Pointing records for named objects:
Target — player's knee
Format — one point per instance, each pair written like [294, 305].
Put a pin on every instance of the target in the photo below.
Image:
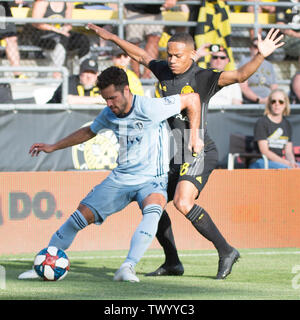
[87, 213]
[182, 204]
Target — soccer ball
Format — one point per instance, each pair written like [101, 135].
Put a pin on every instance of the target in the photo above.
[51, 264]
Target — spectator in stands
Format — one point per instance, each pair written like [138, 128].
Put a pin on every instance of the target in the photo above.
[82, 88]
[136, 33]
[258, 87]
[295, 89]
[57, 39]
[273, 133]
[261, 9]
[122, 60]
[8, 32]
[290, 16]
[229, 95]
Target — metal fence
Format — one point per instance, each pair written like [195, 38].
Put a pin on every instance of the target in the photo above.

SHORT TASK:
Copy the entire listing above word for word, leaving out the pictures.

THE RESPONSE:
Target — player's knee
Format — one point per instance, each pair written like [294, 305].
Put a pin on every instance of the target in the photo below.
Image:
[87, 213]
[182, 204]
Target — soccer ball
Format — one point per instance, each pair written like [101, 135].
Put a pin on every instance of the target in the photo above.
[51, 264]
Target — spectator in stands
Format — one point per instance, each pair written like [138, 128].
Put a pin on every instance of the target in the photo above.
[82, 88]
[136, 33]
[258, 87]
[295, 89]
[57, 39]
[273, 133]
[261, 9]
[122, 60]
[8, 32]
[290, 16]
[229, 95]
Target — metal fence
Format — one point per instance, each pair written like [195, 38].
Put a pin on every instance of the target in the photo above.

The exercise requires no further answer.